■ Extrait retenu:
##############################

Fédération de Russie : la CEDH rend justice à Zoura Bitieva

22/06/2007
Communiqué

La FIDH salue l’importante décision de la Cour européenne des droits de l’Homme (CEDH) qui a condamné la Fédération de Russie pour la détention illégale, la torture et l’assassinat de Mme Zoura Bitieva1, militante pacifiste d’origine tchétchène.

Mme Bitieva a été l’une des premières plaignantes Tchétchènes devant la CEDH. En avril 2000, elle a déposé une plainte contre la Russie pour avoir été détenue et soumise à des mauvais traitements dans le tristement célèbre centre de détention de Tchernokozovo (Tchétchénie) en janvier et février 2000. En mai 2003, elle et d’autres membres de sa famille ont été exécutés en Tchétchénie, alors que sa requête devant la CEDH était en cours d’examen. Sa fille a alors poursuivi son combat en déposant à la CEDH une plainte sous X.

En reconnaissant les mauvaises conditions de détention et les mauvais traitements subis par Mme Bitieva dans le centre de détention de Tchernokozovo, la CEDH s’est prononcée sur l’absence du statut juridique de ce centre « qui n’a été clarifié qu’après le 8 février 2000 ». La CEDH « a trouvé inconcevable que, dans un État soumis à l’autorité de la loi, un centre de détention puisse exister sans aucune autorité responsable. La Cour a été frappée par le fait que, malgré les appels du Comité européen pour la prévention de la torture de mener une enquête indépendante, aucune action n’avait été entreprise pour mettre fin à une telle situation d’impunité, identifier et traduire en justice les responsables, permettre une réparation aux victimes et s’assurer qu’une telle situation ne puisse pas se produire dans le futur ». (Cf.Bitiyeva and X v. Russia).
La CEDH a également reconnu que Mme Bitieva a été assassinée par des agents de l’Etat « notamment en raison de leurs descriptions : leurs vêtements ; les véhicules qu’ils ont utilisé ; le fait qu’ils avaient été capables de voyager librement pendant le couvre-feu (avec un permis "spécial") et leurs méthodes de travail, caractéristiques d’opérations spéciales ».

La FIDH souligne que la décision de la CEDH [1]constitue un pas important dans le combat pour la vérité et la justice en Tchétchénie. La nouvelle jurisprudence "tchétchène" de la Cour rappelle la nécessité de l’examen international des violations des droits de l’Homme et des crimes de guerre commis en Tchétchénie.

##############################

[Descriptions libres d’objets]
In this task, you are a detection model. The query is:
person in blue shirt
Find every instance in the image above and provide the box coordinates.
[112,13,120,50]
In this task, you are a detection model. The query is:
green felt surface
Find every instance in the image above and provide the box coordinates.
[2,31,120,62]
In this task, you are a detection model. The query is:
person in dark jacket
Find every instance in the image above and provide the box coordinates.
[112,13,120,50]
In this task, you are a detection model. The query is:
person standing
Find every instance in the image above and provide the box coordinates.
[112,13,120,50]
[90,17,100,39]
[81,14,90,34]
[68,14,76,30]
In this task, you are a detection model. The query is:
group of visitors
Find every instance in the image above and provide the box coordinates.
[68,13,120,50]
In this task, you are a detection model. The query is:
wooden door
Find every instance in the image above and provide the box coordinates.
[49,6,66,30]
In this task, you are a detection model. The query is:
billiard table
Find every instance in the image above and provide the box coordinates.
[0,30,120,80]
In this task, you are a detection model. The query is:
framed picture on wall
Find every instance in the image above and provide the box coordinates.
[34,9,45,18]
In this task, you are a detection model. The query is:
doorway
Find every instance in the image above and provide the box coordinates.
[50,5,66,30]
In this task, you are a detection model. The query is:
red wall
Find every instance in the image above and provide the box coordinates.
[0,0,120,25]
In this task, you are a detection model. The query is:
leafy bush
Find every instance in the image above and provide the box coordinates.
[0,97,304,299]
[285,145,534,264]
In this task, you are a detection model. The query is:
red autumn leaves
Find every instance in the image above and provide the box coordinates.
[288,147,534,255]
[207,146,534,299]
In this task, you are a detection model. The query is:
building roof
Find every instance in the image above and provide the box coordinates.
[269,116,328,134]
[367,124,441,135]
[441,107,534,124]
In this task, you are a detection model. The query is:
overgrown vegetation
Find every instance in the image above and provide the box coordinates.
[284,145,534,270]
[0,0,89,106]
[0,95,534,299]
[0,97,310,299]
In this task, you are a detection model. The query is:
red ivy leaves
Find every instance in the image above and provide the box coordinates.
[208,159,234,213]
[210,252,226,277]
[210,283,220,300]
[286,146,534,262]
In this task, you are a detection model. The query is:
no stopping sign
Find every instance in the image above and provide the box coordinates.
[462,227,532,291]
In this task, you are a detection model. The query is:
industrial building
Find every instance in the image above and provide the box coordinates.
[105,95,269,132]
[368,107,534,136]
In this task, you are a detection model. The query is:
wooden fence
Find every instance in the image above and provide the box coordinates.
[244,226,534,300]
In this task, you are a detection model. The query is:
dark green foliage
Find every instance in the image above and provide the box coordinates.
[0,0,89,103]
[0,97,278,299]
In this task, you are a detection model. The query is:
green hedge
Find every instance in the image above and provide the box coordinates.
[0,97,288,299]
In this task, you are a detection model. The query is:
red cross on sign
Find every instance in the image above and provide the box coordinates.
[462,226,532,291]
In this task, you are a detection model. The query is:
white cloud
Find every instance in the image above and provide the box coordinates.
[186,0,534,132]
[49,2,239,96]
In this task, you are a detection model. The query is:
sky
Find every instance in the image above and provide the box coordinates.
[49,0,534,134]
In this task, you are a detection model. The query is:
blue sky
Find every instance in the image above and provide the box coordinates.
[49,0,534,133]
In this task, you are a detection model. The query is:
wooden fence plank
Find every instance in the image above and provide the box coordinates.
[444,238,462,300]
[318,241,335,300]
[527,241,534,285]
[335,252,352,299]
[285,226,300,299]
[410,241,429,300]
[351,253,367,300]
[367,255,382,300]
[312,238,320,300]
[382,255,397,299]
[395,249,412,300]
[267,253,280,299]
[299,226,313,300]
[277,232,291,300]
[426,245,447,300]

##############################

■ Consigne de travail 1:
Recopiez le passage du communiqué commençant par « La FIDH salue » et se terminant par « pacifiste d’origine tchétchène. ».
■ Consigne de travail 2:
Indiquez si chacune des affirmations suivantes concorde avec le communiqué en répondant par oui ou par non et en citant les mots décisifs du texte. (a) Mme Bitieva a porté plainte contre la Russie en avril 2000. (b) Le statut juridique du centre de Tchernokozovo a été clarifié avant janvier 2000. (c) C’est le fils de Mme Bitieva qui a poursuivi son combat devant la CEDH.

■ Résultat attendu 1:
La FIDH salue l’importante décision de la Cour européenne des droits de l’Homme (CEDH) qui a condamné la Fédération de Russie pour la détention illégale, la torture et l’assassinat de Mme Zoura Bitieva1, militante pacifiste d’origine tchétchène.

■ Résultat attendu 2:
(a) Oui : « En avril 2000, elle a déposé une plainte contre la Russie ».
(b) Non : « qui n’a été clarifié qu’après le 8 février 2000 ».
(c) Non : « Sa fille a alors poursuivi son combat ».